* [THE EXERCISE] Copy each line of the listing below word for word.

* BEGIN SUPPLIED DATA *

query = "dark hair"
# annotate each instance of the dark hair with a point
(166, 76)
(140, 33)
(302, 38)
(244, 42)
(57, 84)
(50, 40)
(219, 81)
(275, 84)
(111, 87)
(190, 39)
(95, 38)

* END SUPPLIED DATA *

* [SOLUTION TO THE EXERCISE]
query = "dark hair"
# annotate each instance of the dark hair with a point
(166, 76)
(140, 33)
(302, 38)
(244, 42)
(57, 84)
(50, 40)
(219, 81)
(275, 84)
(111, 87)
(190, 39)
(95, 38)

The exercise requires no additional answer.